┌────────

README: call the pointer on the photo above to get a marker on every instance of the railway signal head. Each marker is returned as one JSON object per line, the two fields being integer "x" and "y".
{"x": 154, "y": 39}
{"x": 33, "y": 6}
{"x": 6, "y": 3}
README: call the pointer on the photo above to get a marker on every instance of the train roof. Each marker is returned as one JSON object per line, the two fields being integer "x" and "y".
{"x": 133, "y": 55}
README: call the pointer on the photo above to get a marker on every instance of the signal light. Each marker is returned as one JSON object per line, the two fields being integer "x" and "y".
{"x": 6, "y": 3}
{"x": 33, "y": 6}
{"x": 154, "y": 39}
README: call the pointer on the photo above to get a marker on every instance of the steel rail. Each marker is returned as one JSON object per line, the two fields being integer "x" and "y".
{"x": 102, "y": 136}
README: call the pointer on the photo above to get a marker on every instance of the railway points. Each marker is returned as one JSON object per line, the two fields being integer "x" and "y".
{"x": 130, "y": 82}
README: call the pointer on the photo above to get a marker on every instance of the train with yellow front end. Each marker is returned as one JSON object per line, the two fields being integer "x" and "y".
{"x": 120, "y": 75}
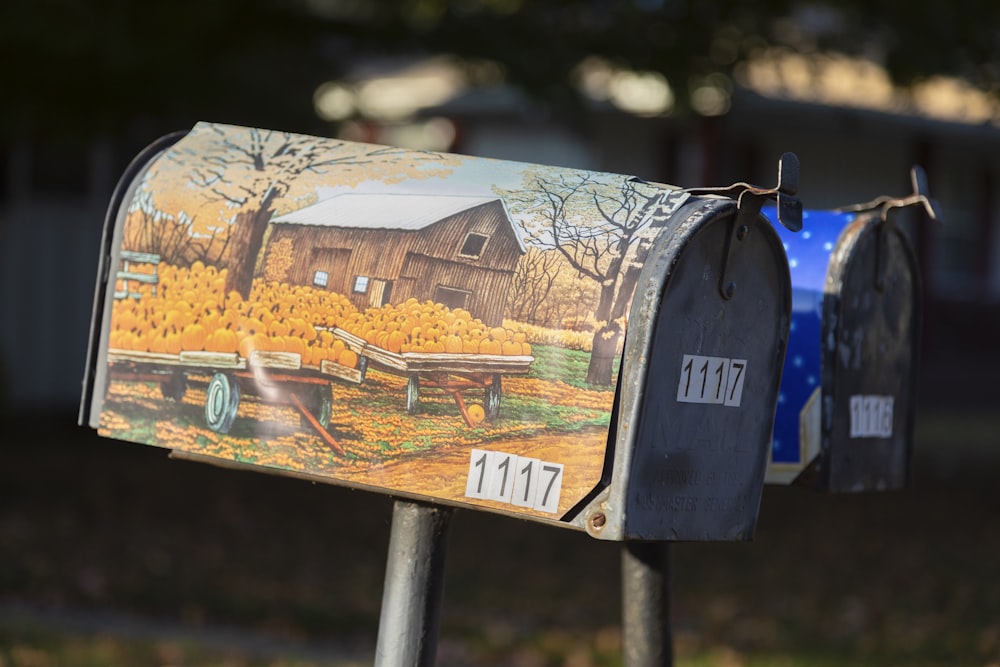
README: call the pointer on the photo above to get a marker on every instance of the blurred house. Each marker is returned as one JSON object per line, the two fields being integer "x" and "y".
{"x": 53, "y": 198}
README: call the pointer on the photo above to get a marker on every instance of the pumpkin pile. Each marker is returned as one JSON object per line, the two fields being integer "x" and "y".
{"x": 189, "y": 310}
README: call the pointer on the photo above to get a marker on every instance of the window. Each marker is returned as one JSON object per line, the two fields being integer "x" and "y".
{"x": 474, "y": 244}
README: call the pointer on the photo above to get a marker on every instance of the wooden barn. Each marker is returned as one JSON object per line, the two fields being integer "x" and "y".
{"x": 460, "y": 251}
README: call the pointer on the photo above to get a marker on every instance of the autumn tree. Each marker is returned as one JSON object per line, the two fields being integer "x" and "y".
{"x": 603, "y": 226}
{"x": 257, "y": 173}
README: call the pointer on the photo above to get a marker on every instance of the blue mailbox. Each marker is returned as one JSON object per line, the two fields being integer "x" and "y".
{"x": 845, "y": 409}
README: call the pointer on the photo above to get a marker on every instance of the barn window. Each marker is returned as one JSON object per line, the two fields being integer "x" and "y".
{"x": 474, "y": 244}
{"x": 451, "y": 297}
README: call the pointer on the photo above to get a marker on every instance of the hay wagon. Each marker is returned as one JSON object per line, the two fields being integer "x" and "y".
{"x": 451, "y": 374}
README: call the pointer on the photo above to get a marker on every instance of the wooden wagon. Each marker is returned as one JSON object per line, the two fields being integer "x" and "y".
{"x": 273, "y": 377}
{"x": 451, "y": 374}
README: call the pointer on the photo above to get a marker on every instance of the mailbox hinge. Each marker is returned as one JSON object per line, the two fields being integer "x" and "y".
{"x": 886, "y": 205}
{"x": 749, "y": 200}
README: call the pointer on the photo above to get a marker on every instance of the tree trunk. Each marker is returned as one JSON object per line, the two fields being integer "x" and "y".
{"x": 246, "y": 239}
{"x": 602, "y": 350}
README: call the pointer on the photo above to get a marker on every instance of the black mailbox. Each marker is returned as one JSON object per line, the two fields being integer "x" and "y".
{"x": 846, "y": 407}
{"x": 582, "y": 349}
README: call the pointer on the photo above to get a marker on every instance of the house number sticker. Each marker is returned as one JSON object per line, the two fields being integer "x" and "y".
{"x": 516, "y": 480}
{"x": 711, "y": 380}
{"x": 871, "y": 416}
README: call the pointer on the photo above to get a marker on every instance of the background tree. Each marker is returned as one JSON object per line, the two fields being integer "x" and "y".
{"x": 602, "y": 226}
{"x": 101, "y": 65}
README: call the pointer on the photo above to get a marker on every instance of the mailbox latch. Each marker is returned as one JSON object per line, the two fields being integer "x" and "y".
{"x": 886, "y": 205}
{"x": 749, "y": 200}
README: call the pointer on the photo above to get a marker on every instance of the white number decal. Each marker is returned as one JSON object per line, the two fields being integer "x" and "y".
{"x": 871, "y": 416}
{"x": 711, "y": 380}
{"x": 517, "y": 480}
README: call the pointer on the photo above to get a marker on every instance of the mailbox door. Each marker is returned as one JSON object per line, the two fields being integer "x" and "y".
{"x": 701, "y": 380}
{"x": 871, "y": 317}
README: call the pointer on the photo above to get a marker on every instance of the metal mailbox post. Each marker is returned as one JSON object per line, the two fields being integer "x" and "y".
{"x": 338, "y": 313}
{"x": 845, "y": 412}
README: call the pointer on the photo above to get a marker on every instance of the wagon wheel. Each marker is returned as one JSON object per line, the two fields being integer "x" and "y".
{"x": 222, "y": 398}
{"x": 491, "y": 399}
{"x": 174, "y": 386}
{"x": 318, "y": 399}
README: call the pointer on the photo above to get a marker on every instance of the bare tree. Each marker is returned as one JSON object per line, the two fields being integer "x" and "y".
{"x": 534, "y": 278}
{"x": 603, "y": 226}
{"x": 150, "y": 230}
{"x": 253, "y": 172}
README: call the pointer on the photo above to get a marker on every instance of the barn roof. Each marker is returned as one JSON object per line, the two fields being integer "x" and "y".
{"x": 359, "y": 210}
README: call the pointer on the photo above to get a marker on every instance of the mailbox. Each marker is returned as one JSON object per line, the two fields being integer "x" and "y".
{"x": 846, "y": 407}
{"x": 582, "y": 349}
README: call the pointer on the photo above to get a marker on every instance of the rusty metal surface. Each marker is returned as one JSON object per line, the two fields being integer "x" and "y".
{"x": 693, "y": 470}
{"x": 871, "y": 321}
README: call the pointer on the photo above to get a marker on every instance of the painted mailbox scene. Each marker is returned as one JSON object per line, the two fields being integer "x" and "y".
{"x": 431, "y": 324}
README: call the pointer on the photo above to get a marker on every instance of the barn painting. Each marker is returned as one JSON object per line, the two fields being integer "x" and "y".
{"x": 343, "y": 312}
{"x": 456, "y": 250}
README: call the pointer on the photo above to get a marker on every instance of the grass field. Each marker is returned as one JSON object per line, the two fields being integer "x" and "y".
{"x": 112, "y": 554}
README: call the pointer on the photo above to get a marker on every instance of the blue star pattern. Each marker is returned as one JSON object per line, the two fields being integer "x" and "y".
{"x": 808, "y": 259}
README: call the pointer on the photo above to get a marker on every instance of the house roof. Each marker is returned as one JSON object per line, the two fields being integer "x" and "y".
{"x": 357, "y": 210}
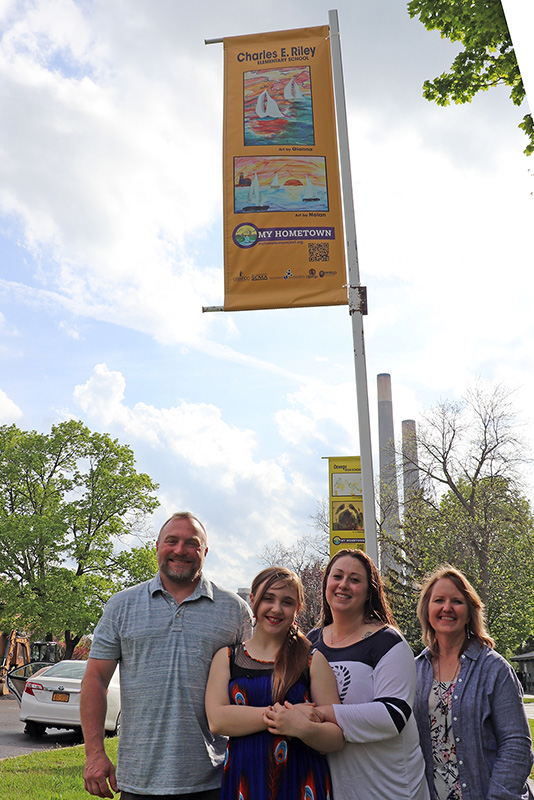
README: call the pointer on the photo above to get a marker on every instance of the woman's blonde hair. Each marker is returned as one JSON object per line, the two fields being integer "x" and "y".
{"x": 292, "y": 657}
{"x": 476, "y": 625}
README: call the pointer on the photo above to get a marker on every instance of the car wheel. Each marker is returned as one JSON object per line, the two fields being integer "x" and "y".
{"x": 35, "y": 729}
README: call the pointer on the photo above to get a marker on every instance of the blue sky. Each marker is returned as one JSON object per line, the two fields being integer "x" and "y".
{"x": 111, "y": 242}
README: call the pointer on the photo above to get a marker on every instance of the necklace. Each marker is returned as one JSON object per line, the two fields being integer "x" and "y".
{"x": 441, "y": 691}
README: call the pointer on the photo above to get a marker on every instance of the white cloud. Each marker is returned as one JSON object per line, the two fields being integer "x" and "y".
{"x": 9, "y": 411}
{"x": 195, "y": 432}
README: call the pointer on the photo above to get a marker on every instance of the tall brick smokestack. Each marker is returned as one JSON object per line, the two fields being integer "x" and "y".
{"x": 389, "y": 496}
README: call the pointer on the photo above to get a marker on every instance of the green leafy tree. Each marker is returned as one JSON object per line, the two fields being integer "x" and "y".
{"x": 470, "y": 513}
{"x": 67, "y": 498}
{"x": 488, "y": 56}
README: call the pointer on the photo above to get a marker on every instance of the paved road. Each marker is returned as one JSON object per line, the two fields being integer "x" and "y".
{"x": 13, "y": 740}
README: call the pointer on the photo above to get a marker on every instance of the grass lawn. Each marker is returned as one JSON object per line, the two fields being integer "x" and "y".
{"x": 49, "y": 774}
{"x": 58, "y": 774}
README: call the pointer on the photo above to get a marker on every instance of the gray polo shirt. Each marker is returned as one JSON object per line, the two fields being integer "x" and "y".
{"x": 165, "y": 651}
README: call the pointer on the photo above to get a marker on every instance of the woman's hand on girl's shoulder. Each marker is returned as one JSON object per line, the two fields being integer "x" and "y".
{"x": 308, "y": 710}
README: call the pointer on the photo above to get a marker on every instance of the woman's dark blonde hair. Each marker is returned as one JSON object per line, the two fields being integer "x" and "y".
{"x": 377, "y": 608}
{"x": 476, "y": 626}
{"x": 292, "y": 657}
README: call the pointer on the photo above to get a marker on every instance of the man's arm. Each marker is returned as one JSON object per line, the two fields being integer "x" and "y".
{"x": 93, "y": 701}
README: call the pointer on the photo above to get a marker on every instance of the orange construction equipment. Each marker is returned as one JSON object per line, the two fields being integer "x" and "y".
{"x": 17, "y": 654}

└────────
┌────────

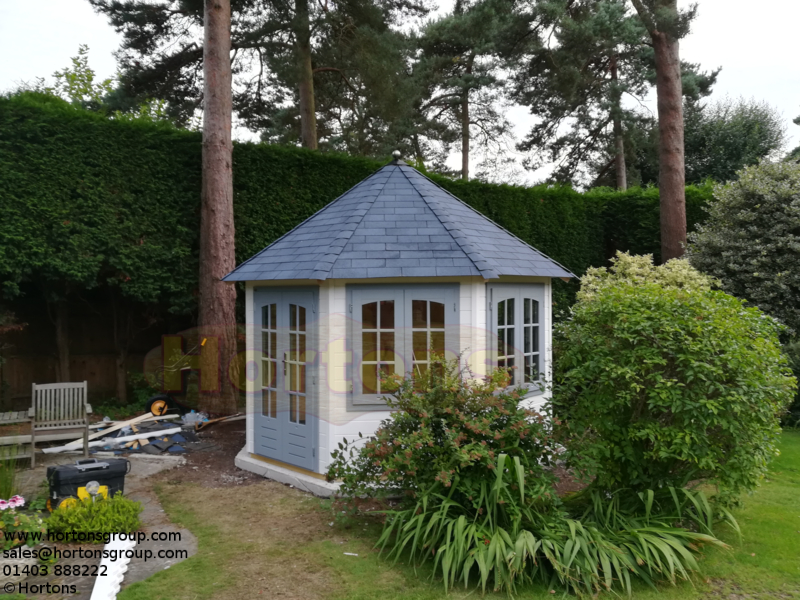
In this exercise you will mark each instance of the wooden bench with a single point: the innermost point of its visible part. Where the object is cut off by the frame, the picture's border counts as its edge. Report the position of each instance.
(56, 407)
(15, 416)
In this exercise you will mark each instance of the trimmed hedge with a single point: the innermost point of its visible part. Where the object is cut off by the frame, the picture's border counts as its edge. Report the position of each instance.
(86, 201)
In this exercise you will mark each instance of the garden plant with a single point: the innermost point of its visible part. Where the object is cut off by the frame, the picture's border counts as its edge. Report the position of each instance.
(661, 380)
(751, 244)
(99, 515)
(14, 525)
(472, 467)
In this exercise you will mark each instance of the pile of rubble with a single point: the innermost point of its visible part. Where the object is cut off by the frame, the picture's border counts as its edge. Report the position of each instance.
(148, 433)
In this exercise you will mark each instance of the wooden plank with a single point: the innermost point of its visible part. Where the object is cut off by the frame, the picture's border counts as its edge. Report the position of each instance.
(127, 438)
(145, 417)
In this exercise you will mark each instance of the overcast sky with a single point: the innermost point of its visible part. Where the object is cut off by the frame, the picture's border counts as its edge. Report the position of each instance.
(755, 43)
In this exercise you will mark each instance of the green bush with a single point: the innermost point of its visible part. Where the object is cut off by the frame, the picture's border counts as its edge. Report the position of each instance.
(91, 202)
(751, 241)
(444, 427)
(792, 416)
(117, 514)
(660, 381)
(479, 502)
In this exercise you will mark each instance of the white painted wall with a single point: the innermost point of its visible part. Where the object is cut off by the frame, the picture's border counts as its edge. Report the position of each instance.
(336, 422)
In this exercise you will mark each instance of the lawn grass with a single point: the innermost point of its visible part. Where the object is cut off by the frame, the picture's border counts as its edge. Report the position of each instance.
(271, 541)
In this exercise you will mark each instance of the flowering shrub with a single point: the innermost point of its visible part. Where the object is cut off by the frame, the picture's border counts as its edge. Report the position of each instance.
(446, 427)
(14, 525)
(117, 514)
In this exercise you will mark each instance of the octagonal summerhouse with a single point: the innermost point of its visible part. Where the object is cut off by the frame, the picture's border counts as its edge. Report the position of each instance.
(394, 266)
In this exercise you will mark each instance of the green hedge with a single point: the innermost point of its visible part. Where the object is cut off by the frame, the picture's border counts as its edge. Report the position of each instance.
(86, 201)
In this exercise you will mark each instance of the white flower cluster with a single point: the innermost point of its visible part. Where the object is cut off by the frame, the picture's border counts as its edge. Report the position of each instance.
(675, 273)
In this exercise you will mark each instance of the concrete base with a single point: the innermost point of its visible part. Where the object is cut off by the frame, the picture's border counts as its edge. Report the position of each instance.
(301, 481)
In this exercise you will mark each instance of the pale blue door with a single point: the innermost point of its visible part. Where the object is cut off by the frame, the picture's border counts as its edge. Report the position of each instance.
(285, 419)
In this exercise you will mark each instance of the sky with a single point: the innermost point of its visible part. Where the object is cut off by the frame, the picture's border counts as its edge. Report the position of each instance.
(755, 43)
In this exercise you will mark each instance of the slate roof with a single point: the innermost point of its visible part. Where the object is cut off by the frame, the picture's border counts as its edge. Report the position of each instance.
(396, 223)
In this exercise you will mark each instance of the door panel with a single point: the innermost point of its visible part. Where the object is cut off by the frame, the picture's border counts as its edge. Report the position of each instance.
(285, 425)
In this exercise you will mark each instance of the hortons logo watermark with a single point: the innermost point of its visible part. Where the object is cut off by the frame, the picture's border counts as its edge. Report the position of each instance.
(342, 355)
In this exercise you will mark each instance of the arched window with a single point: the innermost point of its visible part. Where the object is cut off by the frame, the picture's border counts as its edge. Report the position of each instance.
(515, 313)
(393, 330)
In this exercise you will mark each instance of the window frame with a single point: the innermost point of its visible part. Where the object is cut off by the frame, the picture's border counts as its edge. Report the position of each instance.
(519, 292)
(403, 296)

└────────

GIVEN TASK —
Tally the lines of the records above that contain the string "octagonal", treating uppercase and lowercase as different. Reply with the number alone.

RESPONSE TO THE EXERCISE —
1